Region pointing data
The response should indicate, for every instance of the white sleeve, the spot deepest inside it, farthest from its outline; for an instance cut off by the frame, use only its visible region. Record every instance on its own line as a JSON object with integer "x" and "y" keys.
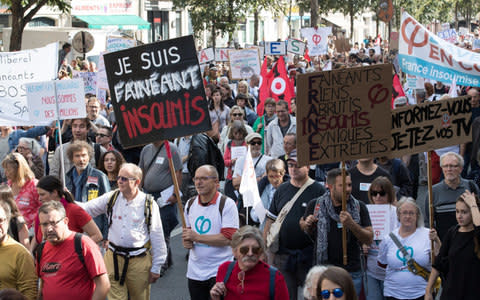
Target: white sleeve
{"x": 159, "y": 248}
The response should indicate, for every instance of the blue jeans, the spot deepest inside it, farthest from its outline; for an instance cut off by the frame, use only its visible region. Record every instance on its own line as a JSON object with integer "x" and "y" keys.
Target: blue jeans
{"x": 357, "y": 281}
{"x": 374, "y": 289}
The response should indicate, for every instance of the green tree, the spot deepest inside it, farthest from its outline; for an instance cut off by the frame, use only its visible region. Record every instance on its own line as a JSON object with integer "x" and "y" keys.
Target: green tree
{"x": 23, "y": 12}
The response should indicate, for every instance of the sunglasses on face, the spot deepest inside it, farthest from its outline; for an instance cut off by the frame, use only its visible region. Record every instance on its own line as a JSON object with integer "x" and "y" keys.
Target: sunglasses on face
{"x": 375, "y": 193}
{"x": 245, "y": 249}
{"x": 336, "y": 292}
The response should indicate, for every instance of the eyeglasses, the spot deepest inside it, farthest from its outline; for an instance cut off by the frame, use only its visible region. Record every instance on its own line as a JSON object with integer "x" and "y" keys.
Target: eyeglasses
{"x": 205, "y": 178}
{"x": 450, "y": 166}
{"x": 336, "y": 292}
{"x": 241, "y": 285}
{"x": 245, "y": 249}
{"x": 375, "y": 193}
{"x": 52, "y": 223}
{"x": 123, "y": 178}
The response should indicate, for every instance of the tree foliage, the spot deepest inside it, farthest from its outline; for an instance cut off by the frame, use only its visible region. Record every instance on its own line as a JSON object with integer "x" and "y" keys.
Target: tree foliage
{"x": 23, "y": 12}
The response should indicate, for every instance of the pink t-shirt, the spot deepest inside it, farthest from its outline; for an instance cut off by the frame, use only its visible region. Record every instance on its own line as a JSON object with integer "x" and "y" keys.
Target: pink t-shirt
{"x": 27, "y": 201}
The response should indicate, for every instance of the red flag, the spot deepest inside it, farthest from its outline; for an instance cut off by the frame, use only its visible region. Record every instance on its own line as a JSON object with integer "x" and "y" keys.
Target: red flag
{"x": 264, "y": 91}
{"x": 280, "y": 85}
{"x": 397, "y": 90}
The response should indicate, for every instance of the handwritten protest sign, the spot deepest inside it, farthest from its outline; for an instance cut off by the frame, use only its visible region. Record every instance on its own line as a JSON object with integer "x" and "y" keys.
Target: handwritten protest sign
{"x": 343, "y": 114}
{"x": 380, "y": 217}
{"x": 42, "y": 102}
{"x": 426, "y": 55}
{"x": 244, "y": 63}
{"x": 17, "y": 69}
{"x": 431, "y": 125}
{"x": 89, "y": 81}
{"x": 157, "y": 91}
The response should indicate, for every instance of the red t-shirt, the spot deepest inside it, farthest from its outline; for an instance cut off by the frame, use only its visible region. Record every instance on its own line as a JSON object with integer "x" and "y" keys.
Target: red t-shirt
{"x": 63, "y": 274}
{"x": 256, "y": 284}
{"x": 77, "y": 218}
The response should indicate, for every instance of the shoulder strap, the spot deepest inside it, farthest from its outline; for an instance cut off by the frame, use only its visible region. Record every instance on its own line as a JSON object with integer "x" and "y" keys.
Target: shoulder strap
{"x": 110, "y": 204}
{"x": 229, "y": 272}
{"x": 273, "y": 273}
{"x": 79, "y": 248}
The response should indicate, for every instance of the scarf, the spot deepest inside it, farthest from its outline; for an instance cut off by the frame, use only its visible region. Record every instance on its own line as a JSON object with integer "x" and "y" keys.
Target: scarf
{"x": 326, "y": 212}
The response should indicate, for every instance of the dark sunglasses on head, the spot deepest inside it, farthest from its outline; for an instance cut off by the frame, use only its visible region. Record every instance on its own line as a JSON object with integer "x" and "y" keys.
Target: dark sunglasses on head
{"x": 245, "y": 249}
{"x": 336, "y": 292}
{"x": 375, "y": 193}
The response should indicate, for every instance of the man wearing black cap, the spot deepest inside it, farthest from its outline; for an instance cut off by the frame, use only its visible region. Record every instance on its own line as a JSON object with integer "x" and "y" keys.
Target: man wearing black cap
{"x": 288, "y": 206}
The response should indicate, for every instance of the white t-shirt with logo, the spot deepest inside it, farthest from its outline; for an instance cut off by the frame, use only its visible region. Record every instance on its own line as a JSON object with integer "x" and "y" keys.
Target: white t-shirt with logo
{"x": 204, "y": 260}
{"x": 399, "y": 282}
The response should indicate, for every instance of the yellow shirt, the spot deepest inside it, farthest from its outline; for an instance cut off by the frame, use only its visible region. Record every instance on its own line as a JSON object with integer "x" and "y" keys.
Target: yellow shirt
{"x": 17, "y": 270}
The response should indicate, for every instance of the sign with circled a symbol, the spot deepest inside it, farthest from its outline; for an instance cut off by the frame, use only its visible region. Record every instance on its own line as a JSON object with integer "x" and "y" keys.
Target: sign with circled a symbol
{"x": 203, "y": 225}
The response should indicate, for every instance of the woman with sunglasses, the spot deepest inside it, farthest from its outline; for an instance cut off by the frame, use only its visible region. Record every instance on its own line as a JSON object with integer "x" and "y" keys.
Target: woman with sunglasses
{"x": 110, "y": 163}
{"x": 248, "y": 277}
{"x": 51, "y": 188}
{"x": 381, "y": 192}
{"x": 22, "y": 181}
{"x": 336, "y": 283}
{"x": 459, "y": 257}
{"x": 400, "y": 282}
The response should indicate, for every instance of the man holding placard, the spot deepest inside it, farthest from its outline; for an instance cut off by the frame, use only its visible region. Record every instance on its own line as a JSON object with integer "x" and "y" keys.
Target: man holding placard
{"x": 324, "y": 220}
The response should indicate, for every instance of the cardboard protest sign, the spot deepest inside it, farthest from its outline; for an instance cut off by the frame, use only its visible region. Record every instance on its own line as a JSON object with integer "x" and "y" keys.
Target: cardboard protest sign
{"x": 16, "y": 70}
{"x": 296, "y": 46}
{"x": 380, "y": 217}
{"x": 343, "y": 114}
{"x": 426, "y": 55}
{"x": 244, "y": 63}
{"x": 157, "y": 91}
{"x": 221, "y": 54}
{"x": 431, "y": 125}
{"x": 275, "y": 48}
{"x": 42, "y": 102}
{"x": 206, "y": 55}
{"x": 89, "y": 80}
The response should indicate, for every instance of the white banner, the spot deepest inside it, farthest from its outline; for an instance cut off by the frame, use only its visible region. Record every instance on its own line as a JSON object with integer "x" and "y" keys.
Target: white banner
{"x": 275, "y": 48}
{"x": 41, "y": 100}
{"x": 426, "y": 55}
{"x": 17, "y": 69}
{"x": 317, "y": 39}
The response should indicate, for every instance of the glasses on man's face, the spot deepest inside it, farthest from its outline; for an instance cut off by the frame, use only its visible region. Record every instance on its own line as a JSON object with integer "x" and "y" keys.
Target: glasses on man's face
{"x": 338, "y": 292}
{"x": 203, "y": 178}
{"x": 52, "y": 223}
{"x": 123, "y": 178}
{"x": 245, "y": 249}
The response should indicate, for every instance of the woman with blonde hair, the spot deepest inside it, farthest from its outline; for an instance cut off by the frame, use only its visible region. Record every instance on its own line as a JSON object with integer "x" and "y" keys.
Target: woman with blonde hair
{"x": 22, "y": 181}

#### TASK TO COMPLETE:
In the records above, the line with "Target: woman with sunglasses" marks the start and the line with "of the cardboard" marks the end; copy that stretch exactly, both lines included, and nothing else.

#### SOLVED PROBLEM:
Target: woman with sunglasses
{"x": 110, "y": 163}
{"x": 248, "y": 277}
{"x": 51, "y": 188}
{"x": 381, "y": 192}
{"x": 22, "y": 181}
{"x": 336, "y": 283}
{"x": 459, "y": 257}
{"x": 400, "y": 282}
The response should indicate, for every instance of the man holding placard, the spot deepest inside it, farthest from its outline; for an instance cut off by the frame, use only its visible region. Record every instance on its own line as a JSON object with integer "x" and "y" keys.
Target: man holding placard
{"x": 324, "y": 220}
The response should indicate, for every instance of the cardboard protest sign, the spot deepest inside it, farthest from its outline; for an instance cut off by the frame, use only its visible region. Record every instance on its own line as a JSON object with integer "x" and "y" keys.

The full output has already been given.